| Selected excerpt |
———

Hilary Hendershott: Well, this is a very cool manifestation of the Ask principle. I have the Seven Steps to Wealth Framework and the fourth one, I think plan, ask, or the fourth one is ask. And I’m always talking about how over time you want your life to get bigger and bigger and bigger and you’ve got to ask for it but ask like shows up in a lot of ways. And so, I’m inspired by your big mindset and you should come back and let us know how your big expansion went. How did your second-floor renovation go? 

Heather Vickery: Yeah. I mean, it feels terrifying. I don’t want anybody to think because I believe that this is all really brave work, but it’s still really scary. Those things are partnered. Brave comes with fear. Maya Angelou was famous for saying, “Ask for what you want and be prepared to get it.” And to your point, I add on and it’s literally in my book that’s coming out, ask very specifically for what you want because we may often get something that we’ve asked for in a way that we didn’t want it. And so, be thoughtful and intentional about asking for what you want. 

Hilary Hendershott: Yeah. Okay. And so, how you’ve managed money in your personal life? Talk to me about how you think about personal saving. Are you happy with how you’re building your personal net worth? 

Heather Vickery: That’s a great question. That I am not skilled at. It’s something I’ve been very thoughtful about recently. I started investing a little bit recently. I am two years away from my first kid going to college, three years away from my second kid going to college. For better or for worse, my ex is pretty sure I’m off my rocker. I do feel about paying for their education the way I have already shared with you I feel about money. I do not yet know how we will pay for all of that because my oldest wants to go to UCLA. We live in Chicago. I will say tuition on that is no joke. I just feel very peaceful with like this will appear. It will appear. If I keep showing up and doing what I’m supposed to be doing, it will appear. It doesn’t mean that I wouldn’t like to have a better savings situation. And one of the things that you and I chatted about before we started is that where my relationship and internal conversation about money has been shifting in the last few months is I realized that I hadn’t gotten to the levels that I wanted to get to because I wasn’t playing in a big enough sandbox.

———

[Saved data entries]
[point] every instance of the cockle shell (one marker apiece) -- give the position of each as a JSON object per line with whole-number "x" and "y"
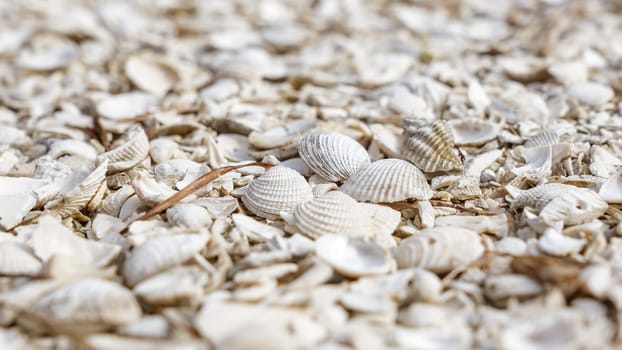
{"x": 278, "y": 189}
{"x": 333, "y": 156}
{"x": 128, "y": 151}
{"x": 353, "y": 256}
{"x": 440, "y": 250}
{"x": 160, "y": 253}
{"x": 386, "y": 181}
{"x": 430, "y": 146}
{"x": 87, "y": 305}
{"x": 17, "y": 260}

———

| Task to carry out |
In the interview excerpt, which school does Heather Vickery's oldest child want to attend?

| Solved exercise |
UCLA